— Start Data provided —
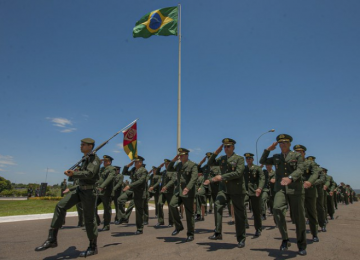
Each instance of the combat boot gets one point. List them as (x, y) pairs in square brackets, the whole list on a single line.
[(92, 249), (50, 242)]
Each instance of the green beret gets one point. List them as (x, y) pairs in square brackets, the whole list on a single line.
[(107, 157), (311, 158), (139, 158), (299, 147), (251, 155), (228, 141), (183, 151), (284, 138), (88, 141)]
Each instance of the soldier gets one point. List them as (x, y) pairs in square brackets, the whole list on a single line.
[(288, 188), (231, 187), (118, 182), (154, 191), (310, 175), (329, 188), (63, 187), (186, 175), (136, 190), (87, 175), (254, 182), (104, 187), (166, 195)]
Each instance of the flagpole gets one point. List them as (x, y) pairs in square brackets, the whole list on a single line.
[(179, 82)]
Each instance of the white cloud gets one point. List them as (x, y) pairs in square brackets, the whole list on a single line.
[(6, 160), (68, 130), (62, 123), (49, 170)]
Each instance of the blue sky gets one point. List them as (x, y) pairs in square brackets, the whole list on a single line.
[(71, 69)]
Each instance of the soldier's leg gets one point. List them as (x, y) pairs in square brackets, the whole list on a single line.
[(139, 212), (220, 203), (279, 211), (297, 204), (161, 203), (189, 211), (168, 200), (123, 198), (256, 204), (310, 205), (174, 203), (239, 212)]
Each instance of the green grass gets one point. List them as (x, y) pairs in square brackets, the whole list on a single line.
[(27, 207)]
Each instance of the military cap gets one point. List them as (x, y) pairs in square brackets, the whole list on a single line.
[(88, 141), (299, 147), (183, 151), (107, 157), (228, 141), (284, 138), (311, 158), (248, 155), (139, 158)]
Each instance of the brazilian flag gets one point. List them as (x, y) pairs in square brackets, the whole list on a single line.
[(159, 22)]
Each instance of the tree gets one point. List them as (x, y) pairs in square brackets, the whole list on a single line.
[(4, 184)]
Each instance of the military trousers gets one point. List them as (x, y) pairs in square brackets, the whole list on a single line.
[(330, 205), (106, 201), (296, 203), (165, 197), (222, 199), (188, 202), (139, 207), (310, 206), (264, 201), (87, 200), (320, 206), (256, 206)]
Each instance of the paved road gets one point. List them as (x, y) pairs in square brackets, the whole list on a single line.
[(18, 240)]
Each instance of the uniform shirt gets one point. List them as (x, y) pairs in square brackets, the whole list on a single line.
[(138, 181), (254, 179), (232, 173), (292, 165), (186, 176), (88, 172)]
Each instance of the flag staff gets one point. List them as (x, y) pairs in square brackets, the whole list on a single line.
[(179, 82)]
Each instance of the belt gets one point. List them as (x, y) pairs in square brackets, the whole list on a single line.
[(86, 187)]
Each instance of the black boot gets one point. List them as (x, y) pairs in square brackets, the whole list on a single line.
[(50, 242), (92, 249)]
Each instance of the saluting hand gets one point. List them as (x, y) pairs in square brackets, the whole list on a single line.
[(69, 173), (219, 149), (307, 184), (272, 147)]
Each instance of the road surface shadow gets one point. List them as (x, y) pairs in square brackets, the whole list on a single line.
[(213, 246), (277, 254), (70, 253)]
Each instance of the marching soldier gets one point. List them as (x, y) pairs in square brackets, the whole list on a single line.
[(136, 190), (166, 195), (186, 175), (288, 188), (254, 182), (87, 175), (63, 187), (104, 187), (310, 175), (231, 187)]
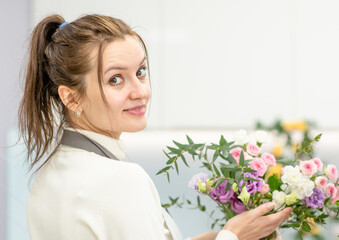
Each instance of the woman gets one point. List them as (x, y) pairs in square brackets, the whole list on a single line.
[(86, 83)]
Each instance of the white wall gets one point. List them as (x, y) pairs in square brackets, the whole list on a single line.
[(226, 63), (14, 23), (214, 64)]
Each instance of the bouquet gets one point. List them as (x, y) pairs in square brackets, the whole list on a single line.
[(238, 179)]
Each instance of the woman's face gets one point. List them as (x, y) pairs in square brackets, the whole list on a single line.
[(126, 87)]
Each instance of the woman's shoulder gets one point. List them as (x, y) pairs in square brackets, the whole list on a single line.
[(91, 164)]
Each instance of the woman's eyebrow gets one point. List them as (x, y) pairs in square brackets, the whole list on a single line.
[(117, 67)]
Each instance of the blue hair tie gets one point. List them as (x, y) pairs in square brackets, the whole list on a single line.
[(62, 25)]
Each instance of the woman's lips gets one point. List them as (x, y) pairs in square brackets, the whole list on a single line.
[(136, 111)]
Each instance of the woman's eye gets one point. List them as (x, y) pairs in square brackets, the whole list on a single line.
[(141, 72), (116, 80)]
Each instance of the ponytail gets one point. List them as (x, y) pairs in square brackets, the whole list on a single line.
[(61, 57), (36, 120)]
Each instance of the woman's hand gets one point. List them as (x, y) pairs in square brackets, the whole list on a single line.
[(205, 236), (252, 225)]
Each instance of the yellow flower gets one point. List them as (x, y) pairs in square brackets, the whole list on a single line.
[(315, 228), (209, 182), (202, 186), (297, 125), (291, 198), (274, 170), (244, 196)]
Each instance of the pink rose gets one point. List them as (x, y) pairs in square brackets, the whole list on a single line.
[(265, 189), (318, 162), (321, 182), (330, 190), (331, 172), (269, 159), (259, 165), (336, 198), (235, 152), (308, 168), (253, 149)]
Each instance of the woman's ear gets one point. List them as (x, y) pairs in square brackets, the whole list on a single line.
[(69, 98)]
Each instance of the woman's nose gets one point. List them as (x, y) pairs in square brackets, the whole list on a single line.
[(139, 88)]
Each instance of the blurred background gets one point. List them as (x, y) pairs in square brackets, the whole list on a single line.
[(216, 66)]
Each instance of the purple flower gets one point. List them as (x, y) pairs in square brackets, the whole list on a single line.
[(253, 186), (237, 205), (194, 181), (316, 200), (220, 195)]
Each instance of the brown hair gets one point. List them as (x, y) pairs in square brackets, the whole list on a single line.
[(61, 57)]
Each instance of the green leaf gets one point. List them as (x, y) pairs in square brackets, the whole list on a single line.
[(222, 141), (179, 145), (174, 150), (184, 160), (242, 158), (164, 170), (170, 161), (225, 172), (215, 155), (176, 167), (166, 154), (189, 140), (300, 234), (317, 138), (305, 226)]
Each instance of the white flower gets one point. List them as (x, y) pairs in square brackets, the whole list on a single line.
[(304, 189), (241, 137), (278, 198), (297, 182), (261, 136), (291, 175)]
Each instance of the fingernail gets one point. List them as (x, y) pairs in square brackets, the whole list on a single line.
[(269, 205)]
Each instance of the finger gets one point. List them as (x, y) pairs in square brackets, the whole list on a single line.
[(261, 210), (278, 218)]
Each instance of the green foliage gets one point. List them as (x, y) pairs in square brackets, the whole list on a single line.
[(274, 182), (223, 167)]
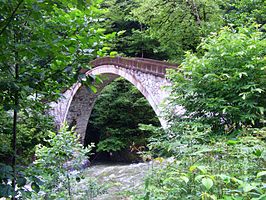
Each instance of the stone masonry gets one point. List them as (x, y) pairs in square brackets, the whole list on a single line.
[(147, 75)]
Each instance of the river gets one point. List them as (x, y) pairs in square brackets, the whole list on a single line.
[(115, 181)]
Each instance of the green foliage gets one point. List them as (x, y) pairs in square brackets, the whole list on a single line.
[(117, 126), (133, 39), (226, 86), (32, 130), (243, 12), (179, 25), (111, 144), (208, 167), (58, 165)]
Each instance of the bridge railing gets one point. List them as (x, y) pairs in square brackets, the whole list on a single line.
[(145, 65)]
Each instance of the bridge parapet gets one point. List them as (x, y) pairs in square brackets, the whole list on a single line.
[(155, 67)]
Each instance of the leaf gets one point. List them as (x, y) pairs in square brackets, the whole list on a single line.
[(260, 174), (232, 142), (202, 169), (93, 88), (21, 181), (199, 177), (247, 187), (207, 182), (185, 179), (192, 168), (5, 190)]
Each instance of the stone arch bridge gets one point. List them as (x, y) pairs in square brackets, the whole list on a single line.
[(147, 75)]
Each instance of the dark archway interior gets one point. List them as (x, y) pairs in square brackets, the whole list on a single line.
[(114, 123)]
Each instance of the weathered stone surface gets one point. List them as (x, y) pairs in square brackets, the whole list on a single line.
[(76, 104)]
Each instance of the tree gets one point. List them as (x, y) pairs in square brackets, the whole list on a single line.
[(179, 25), (226, 87), (44, 44)]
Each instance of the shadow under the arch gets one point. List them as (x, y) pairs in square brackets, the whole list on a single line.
[(126, 119)]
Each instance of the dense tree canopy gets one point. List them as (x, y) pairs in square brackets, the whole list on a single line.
[(217, 147)]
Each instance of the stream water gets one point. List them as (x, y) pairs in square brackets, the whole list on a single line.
[(121, 179)]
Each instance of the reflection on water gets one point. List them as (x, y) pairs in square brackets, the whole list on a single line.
[(119, 177)]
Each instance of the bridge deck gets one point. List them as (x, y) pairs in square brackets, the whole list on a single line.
[(144, 65)]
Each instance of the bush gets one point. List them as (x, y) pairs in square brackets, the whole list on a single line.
[(209, 167)]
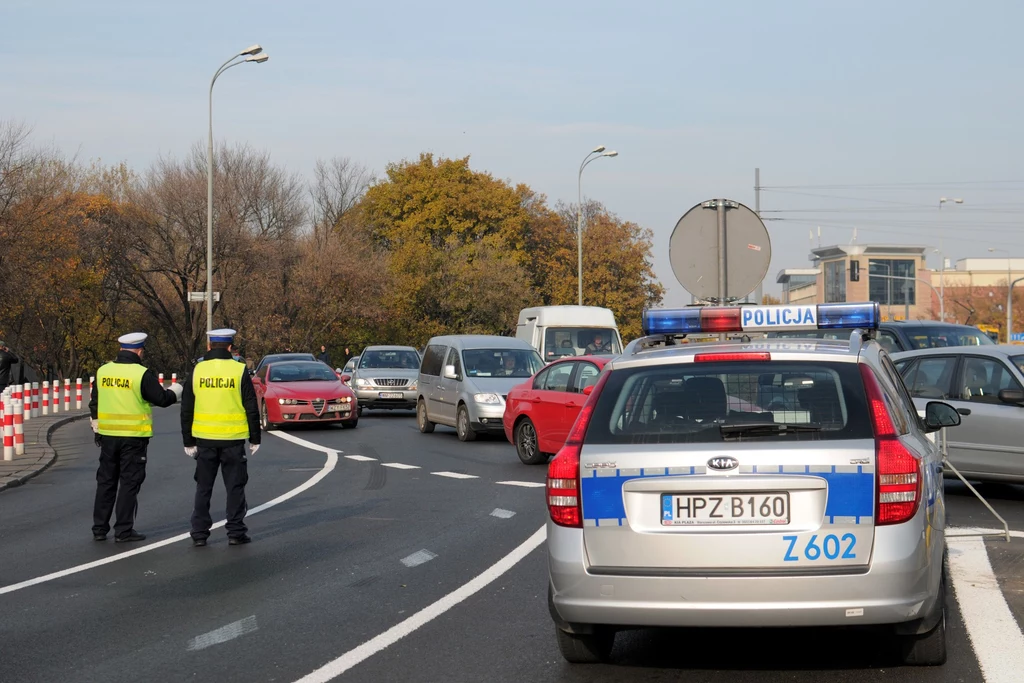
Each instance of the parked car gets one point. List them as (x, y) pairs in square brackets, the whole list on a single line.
[(301, 392), (385, 378), (985, 384), (898, 336), (464, 381), (539, 414)]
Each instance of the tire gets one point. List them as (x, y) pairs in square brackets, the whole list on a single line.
[(425, 425), (526, 444), (586, 648), (462, 426)]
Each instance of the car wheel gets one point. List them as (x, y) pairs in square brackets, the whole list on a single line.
[(586, 648), (526, 444), (462, 427), (426, 426)]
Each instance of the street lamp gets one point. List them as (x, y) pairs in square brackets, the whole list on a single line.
[(255, 54), (942, 265), (599, 151)]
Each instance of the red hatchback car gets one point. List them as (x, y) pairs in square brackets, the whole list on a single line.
[(540, 413), (303, 392)]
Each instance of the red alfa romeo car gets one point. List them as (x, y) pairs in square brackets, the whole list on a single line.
[(302, 392), (540, 413)]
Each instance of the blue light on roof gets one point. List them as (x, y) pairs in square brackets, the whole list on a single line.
[(848, 315)]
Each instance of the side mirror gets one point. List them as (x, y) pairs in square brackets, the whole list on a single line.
[(939, 415), (1012, 396)]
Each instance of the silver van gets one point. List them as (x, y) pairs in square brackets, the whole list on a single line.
[(464, 380)]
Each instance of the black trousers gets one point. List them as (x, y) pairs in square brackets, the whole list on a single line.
[(121, 473), (235, 470)]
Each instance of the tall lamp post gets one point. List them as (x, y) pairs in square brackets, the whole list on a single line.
[(599, 151), (942, 264), (254, 55)]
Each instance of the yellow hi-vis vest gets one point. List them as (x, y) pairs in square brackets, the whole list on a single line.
[(219, 414), (121, 410)]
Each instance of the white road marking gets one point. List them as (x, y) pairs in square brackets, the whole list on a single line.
[(223, 634), (994, 635), (456, 475), (418, 558), (352, 657), (329, 465)]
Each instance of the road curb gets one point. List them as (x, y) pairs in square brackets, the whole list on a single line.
[(46, 447)]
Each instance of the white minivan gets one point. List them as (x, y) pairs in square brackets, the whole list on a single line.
[(559, 331)]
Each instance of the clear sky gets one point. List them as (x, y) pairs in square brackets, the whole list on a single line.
[(867, 113)]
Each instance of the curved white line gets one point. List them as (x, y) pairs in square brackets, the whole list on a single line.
[(329, 465)]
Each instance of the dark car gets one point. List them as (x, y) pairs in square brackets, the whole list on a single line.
[(898, 336)]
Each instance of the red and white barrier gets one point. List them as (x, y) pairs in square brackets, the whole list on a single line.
[(8, 429), (18, 424)]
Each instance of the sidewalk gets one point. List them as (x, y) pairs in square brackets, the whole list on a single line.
[(38, 454)]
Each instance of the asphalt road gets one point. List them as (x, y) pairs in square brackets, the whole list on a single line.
[(369, 545)]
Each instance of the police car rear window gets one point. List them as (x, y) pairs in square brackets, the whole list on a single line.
[(700, 402)]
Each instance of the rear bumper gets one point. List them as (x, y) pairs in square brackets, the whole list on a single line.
[(900, 586)]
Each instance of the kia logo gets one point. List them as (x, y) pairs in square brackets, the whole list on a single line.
[(723, 463)]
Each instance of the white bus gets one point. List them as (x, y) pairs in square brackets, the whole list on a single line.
[(559, 331)]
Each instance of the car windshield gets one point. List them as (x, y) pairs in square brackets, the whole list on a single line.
[(940, 336), (724, 401), (580, 341), (501, 363), (301, 372), (403, 359)]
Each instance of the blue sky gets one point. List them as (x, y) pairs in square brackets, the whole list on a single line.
[(890, 105)]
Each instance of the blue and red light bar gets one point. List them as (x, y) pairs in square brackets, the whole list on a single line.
[(708, 319)]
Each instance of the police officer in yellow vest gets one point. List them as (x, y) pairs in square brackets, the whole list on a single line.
[(218, 414), (121, 411)]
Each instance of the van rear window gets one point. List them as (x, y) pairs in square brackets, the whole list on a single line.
[(700, 402)]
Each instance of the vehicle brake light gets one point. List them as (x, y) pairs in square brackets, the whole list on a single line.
[(898, 470), (564, 505), (726, 357)]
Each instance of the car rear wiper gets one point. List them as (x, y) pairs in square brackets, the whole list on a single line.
[(764, 428)]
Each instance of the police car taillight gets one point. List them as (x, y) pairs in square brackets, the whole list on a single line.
[(898, 470), (563, 472)]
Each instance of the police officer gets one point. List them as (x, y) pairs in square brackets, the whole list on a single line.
[(218, 414), (121, 412)]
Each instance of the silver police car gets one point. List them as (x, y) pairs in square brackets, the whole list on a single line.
[(771, 483)]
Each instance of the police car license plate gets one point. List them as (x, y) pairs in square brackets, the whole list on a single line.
[(763, 508)]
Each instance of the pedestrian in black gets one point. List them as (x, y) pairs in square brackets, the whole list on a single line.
[(6, 360), (121, 412), (218, 414)]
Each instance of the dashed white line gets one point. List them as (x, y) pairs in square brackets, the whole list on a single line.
[(352, 657), (456, 475), (418, 558), (223, 634)]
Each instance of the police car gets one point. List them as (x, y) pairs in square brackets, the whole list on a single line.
[(772, 483)]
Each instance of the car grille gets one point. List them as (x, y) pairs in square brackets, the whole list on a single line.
[(390, 381)]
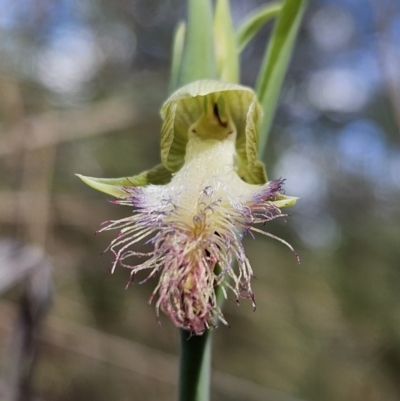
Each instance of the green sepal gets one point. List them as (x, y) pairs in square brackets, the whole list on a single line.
[(255, 22), (186, 105), (116, 186)]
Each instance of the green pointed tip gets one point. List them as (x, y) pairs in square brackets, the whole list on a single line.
[(108, 186), (285, 201)]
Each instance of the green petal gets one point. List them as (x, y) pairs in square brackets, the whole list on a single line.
[(185, 107), (116, 186)]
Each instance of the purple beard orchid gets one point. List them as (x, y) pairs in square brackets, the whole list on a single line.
[(195, 208)]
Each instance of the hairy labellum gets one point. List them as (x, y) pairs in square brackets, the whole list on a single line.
[(195, 224)]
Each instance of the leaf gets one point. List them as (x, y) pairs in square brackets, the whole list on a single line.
[(275, 62), (177, 52), (225, 43), (255, 22), (199, 54), (116, 186)]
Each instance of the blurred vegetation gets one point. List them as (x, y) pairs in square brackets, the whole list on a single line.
[(81, 84)]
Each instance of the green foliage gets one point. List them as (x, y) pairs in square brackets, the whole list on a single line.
[(225, 43), (199, 54), (276, 60), (177, 53)]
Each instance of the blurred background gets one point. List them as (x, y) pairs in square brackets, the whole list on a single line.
[(81, 84)]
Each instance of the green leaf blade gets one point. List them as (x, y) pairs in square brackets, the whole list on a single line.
[(255, 22), (225, 43), (177, 54), (276, 61), (199, 54)]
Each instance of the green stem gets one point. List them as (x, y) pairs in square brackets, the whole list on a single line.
[(195, 366)]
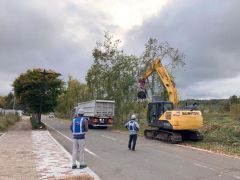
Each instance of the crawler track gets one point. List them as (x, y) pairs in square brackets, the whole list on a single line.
[(172, 136)]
— End Data provided —
Your task
Copy out the entries again word for word, from the line containing "Each instance of the silver van" through the line containing "[(599, 151), (942, 264), (254, 55)]", including both of those lines.

The response
Each instance of the silver van gets one point. List them as (x, y) pairs in square brackets, the whole list on a single line.
[(464, 380)]
Each instance of the black trousers gets one point. List them as (x, y) pairs in square brackets, the whole list on a single line.
[(121, 473), (235, 470)]
Each instance of the tall lamp post gets one point. List them as (x, y) pairs in square brackets, the whole list on a single line.
[(599, 151), (942, 264), (254, 55)]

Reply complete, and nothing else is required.